**TEXTAUSZUG**
■ ■ ■
Ob mit grünem Wasserstoff betriebene Taxis in europäischen Metropolen oder Systemanbieter für bidirektionales Laden von Elektroautos – im Infrastrukturbereich versprechen Nischen-Geschäftsmodelle Innovationsrenditen. Dem stehen naturgemäß erhöhte Risiken gegenüber. Ob solche Modelle also sinnvoll sein können und wie Anleger sie kritisch prüfen und in Portfolios integrieren, darüber sprach Tobias Moroni mit Dr. Andreas Peppel, Managing Director bei Institutional Investment Consulting Partners.

Tobias Moroni: Hallo Andreas, was beschreibt bei Nischen-Geschäftsmodellen eigentlich die verbindende Klammer?

Dr. Andreas Peppel: Was diese Modelle miteinander verbindet, ist der Versuch, frühzeitig auf wachstumsstarke Geschäftsansätze zu setzen und sie mit klarer Wertsteigerungsabsicht im Fonds zu verankern. Es handelt sich typischerweise um Beimischungen in größeren Infrastruktur-Fonds.

Tobias Moroni: Hast Du hierfür prominente Beispiele aus aktuellen Infrastruktur-Fonds?

Dr. Andreas Peppel: Ja, etwa mit grünem Wasserstoff betriebene Taxi-Flotten in europäischen Großstädten oder Systemanbieter für bidirektionales Laden von Elektroautos („Vehicle-to-Grid“, V2G). Solche Konzepte begegnen mir zunehmend häufiger.

Tobias Moroni: Wie funktioniert die Integration solcher Nischenmodelle in bestehenden Infrastruktur-Fonds praktisch?

Dr. Andreas Peppel: In den Fällen, die ich gesehen habe, erlaubten die Anlagebedingungen des Fonds das ausdrücklich. Und auch bei vielen größeren Fonds sind die Regelungen weit genug gefasst, um solche Modelle ergänzend zur eigentlichen Kern-Strategie aufzunehmen. Die aufsichtsrechtliche Seite ist also meist kein Hinderungsgrund.

Tobias Moroni: Verstanden. Die Anlagebedingungen geben also in vielen Fällen Raum. Aber entscheidend ist doch, ob Anleger den Businessplan wirklich nachvollziehen können – und das überhaupt wollen.

Dr. Andreas Peppel: Genau. Diese Geschäftsmodelle sind häufig noch nicht etabliert oder skaliert und bewegen sich damit im oberen Bereich einer Rendite-/Risiko-Matrix. Das erfordert einen besonders genauen Blick auf die Annahmen und die Plausibilität der Kalkulationen.
■ ■ ■
**DATENSATZAUSZÜGE**
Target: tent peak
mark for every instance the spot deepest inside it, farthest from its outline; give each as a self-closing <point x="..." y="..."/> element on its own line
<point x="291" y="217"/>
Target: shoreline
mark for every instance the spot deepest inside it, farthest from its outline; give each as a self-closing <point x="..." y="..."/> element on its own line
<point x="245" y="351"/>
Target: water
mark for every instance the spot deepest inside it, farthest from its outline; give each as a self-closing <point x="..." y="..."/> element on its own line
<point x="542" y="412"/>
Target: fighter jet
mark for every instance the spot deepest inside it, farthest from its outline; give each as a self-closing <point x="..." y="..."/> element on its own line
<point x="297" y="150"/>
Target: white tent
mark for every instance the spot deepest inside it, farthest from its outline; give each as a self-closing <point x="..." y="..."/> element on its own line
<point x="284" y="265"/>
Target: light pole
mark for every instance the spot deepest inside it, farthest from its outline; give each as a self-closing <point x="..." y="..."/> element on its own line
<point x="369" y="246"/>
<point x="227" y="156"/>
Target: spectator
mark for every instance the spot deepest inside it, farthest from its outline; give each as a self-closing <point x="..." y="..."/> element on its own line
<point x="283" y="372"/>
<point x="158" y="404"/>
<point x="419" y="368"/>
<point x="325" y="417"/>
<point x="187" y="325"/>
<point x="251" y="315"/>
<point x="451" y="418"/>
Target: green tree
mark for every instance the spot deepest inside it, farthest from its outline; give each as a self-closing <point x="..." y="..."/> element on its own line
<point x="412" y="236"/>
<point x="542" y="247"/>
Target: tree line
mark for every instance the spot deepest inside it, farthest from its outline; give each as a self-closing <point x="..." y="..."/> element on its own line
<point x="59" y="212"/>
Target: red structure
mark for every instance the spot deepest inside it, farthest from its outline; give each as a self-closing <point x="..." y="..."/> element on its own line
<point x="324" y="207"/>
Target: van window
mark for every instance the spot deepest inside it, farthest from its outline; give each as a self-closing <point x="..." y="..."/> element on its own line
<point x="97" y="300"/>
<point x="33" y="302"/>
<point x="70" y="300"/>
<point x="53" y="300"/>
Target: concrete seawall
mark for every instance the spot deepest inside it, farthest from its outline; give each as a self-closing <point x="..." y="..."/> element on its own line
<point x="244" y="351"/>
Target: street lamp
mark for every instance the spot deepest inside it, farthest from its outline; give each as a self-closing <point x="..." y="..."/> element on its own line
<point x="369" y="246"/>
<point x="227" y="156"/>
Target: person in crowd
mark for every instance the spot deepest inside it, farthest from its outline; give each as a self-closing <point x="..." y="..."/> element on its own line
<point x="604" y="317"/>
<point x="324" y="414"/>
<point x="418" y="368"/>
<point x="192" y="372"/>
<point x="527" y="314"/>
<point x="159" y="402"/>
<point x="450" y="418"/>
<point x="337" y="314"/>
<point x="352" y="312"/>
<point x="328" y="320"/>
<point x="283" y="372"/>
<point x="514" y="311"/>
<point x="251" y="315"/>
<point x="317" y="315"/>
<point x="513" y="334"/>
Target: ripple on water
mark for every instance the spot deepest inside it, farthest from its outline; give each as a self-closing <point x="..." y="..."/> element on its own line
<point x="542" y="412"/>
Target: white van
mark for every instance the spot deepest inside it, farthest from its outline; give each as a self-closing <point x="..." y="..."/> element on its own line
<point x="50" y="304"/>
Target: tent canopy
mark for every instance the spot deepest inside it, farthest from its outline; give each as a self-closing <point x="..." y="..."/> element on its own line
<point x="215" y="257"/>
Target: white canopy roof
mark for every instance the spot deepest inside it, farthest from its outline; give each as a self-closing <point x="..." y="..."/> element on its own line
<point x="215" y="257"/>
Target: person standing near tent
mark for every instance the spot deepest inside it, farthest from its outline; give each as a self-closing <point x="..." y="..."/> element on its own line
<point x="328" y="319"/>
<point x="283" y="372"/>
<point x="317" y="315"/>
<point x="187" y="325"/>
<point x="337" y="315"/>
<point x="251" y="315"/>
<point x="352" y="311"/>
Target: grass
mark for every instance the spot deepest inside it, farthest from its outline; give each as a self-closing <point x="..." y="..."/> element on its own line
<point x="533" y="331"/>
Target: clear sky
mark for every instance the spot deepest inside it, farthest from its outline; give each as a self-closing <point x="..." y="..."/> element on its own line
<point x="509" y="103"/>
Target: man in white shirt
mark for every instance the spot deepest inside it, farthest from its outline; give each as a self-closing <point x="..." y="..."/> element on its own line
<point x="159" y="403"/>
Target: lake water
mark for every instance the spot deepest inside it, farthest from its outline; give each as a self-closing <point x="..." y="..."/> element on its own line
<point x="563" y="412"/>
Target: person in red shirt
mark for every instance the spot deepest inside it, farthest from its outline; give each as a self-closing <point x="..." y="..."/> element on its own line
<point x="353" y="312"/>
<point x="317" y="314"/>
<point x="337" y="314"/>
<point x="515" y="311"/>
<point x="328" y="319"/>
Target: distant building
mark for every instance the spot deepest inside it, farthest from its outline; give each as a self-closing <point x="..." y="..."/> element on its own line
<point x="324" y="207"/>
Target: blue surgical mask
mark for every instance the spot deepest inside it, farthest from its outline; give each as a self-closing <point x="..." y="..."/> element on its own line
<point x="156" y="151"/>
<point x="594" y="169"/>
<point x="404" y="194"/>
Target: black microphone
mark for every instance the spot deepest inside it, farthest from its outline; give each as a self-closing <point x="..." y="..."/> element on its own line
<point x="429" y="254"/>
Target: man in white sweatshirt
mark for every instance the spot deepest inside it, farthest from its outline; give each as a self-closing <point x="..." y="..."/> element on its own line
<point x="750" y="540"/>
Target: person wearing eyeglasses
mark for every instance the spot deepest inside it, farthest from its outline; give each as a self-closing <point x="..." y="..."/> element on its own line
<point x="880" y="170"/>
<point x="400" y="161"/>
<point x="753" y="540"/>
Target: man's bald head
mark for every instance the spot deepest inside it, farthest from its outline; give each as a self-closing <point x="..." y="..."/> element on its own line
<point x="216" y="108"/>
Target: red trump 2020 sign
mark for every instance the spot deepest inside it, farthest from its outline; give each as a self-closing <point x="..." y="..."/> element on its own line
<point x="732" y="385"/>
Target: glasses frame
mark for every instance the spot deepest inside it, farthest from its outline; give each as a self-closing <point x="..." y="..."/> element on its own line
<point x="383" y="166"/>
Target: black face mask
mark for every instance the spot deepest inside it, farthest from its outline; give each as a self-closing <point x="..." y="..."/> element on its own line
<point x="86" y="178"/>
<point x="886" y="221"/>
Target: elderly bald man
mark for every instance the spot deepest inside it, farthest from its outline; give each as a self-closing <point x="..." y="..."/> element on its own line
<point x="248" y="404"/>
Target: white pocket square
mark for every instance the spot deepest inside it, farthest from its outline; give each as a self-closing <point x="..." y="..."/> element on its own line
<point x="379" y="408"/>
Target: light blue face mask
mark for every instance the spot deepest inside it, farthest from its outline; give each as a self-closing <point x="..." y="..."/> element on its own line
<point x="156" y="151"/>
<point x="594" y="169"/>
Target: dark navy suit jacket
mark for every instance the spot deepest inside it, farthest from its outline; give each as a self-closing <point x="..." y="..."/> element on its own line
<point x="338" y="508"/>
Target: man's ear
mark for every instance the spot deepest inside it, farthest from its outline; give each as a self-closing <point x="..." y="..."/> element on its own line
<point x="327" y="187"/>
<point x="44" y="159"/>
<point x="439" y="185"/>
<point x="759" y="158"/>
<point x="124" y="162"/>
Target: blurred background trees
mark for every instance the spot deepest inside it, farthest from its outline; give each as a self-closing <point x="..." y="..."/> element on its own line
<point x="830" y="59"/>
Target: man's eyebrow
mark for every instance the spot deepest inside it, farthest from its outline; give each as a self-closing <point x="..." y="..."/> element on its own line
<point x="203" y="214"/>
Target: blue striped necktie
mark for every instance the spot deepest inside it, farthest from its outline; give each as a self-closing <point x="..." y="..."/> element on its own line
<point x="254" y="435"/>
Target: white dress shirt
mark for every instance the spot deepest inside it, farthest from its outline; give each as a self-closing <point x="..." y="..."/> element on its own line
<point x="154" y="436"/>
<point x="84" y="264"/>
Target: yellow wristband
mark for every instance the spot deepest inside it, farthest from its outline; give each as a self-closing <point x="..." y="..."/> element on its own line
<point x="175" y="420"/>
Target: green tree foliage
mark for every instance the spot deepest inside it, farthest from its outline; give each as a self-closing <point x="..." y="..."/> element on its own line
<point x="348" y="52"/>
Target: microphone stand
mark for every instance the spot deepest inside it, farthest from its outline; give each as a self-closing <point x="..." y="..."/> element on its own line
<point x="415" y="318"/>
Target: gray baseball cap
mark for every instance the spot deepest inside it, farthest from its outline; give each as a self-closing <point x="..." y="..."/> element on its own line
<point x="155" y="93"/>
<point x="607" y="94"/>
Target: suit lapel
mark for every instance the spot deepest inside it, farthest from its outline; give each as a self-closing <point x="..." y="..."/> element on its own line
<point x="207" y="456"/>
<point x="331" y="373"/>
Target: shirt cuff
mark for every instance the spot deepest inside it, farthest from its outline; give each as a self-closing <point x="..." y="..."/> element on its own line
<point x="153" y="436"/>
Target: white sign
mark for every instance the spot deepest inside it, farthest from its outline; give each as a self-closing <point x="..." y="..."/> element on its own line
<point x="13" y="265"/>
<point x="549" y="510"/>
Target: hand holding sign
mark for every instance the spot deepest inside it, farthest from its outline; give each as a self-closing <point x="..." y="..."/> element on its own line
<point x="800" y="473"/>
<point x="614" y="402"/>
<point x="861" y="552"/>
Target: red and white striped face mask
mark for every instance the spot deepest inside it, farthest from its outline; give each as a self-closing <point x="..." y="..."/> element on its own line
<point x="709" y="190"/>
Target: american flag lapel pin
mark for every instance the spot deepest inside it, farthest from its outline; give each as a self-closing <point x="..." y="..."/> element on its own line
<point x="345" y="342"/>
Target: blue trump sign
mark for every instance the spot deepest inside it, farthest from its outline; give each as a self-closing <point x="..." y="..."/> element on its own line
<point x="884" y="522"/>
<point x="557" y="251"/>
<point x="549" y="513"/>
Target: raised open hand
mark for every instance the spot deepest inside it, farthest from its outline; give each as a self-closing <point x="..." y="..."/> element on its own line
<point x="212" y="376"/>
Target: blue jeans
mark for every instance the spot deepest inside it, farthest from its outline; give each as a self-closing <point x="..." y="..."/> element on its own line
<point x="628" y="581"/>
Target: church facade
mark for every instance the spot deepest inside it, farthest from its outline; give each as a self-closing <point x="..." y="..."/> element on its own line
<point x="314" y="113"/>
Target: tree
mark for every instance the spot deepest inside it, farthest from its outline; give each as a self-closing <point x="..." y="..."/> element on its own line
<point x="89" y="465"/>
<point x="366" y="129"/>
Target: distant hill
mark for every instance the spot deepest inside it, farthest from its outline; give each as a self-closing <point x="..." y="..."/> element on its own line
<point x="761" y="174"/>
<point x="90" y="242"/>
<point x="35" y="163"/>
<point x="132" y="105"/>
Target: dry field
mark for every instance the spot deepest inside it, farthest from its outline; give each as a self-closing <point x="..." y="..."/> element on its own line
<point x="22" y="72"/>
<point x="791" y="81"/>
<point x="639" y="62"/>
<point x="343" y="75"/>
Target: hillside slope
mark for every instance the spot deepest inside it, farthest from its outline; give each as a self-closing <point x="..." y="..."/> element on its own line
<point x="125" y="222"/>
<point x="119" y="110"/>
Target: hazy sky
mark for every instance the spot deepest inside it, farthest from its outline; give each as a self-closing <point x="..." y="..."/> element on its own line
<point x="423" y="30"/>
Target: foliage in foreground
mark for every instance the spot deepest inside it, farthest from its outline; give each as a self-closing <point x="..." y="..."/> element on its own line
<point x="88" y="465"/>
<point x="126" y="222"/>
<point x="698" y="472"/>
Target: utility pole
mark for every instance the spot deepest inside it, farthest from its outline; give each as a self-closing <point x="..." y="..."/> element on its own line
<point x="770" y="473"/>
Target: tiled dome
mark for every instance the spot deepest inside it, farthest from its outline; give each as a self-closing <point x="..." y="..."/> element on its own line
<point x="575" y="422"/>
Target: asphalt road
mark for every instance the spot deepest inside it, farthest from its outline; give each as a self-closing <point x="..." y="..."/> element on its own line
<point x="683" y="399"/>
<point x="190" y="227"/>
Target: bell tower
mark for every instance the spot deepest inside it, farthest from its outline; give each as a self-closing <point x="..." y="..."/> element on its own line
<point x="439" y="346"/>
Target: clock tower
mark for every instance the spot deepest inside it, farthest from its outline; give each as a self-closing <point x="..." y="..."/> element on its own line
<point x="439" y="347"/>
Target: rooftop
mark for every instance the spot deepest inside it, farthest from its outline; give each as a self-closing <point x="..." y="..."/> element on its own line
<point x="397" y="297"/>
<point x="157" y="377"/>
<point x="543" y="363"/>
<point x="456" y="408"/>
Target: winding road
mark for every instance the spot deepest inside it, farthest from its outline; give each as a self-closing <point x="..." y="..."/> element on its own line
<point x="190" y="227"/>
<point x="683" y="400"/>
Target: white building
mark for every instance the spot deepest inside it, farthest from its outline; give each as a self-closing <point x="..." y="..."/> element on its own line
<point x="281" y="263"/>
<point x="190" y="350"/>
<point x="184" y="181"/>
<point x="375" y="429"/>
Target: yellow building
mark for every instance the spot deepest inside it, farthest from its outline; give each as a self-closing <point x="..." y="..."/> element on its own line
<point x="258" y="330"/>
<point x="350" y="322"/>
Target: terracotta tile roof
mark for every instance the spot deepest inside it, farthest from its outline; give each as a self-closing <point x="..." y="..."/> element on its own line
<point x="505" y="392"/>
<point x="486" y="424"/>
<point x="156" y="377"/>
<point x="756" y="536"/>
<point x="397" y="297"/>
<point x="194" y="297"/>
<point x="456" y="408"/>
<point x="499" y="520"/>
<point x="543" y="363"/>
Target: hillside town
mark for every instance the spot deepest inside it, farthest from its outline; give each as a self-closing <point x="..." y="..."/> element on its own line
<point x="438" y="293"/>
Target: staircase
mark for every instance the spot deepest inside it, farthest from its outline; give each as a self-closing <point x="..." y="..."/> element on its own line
■ ■ ■
**SCHRIFTLICHE AUFGABE**
Wie geht das Interview über Nischen-Geschäftsmodelle in Infrastruktur-Fonds nach der letzten Antwort von Dr. Andreas Peppel weiter? Schreib die Fortsetzung.

**ENDGÜLTIGE ANTWORT**
Tobias Moroni: Also heißt es für Anleger: genau hinschauen. Wie gehen sie am besten vor?

Dr. Andreas Peppel: Ein erster Ansatz ist die Analyse des Track Records früherer „Nischen-Deals“ derselben Fondsgesellschaft – etwa anhand der internen Verzinsung (IRR) oder des erzielten Equity Multiple. Das gibt ein erstes Gefühl dafür, ob der Manager mit solchen Modellen umgehen kann.

Tobias Moroni: Wie war das konkret bei den Wasserstoff-Taxis?

Dr. Andreas Peppel: Neben dem Track Record war hier auch das Investment Memorandum aufschlussreich. Darin konnten die Stellschrauben des Businessplans überprüft werden – zum Beispiel: Liegen die Annahmen zum Wasserstoffpreis im Rahmen der Prognosen renommierter Institute? Wenn nicht, wäre der Businessplan von Beginn an fehlerhaft justiert.

Tobias Moroni: Und selbst Prognosen renommierter Institute bleiben nur Prognosen, richtig?

Dr. Andreas Peppel: Natürlich. Laut dem Monitoringbericht zur Energiewende des Bundesministeriums für Wirtschaft und Energie variieren die Produktionskosten für grünen Wasserstoff in Deutschland derzeit zwischen 147 und 357 Euro/MWh. Für 2040 reichen die Prognosen von 78 bis 222 Euro/MWh – also enorme Spannbreiten. Diese Unsicherheiten bei den Inputfaktoren sind ein zentrales Risiko und rechtfertigen eine kritische Haltung zur wirtschaftlichen Tragfähigkeit solcher Modelle.

Tobias Moroni: Im Zweifel wird es also immer eine gewisse Prognose-Unsicherheit geben – das macht Nischenmodelle ja aus. Gibt man ihnen damit überhaupt eine Chance?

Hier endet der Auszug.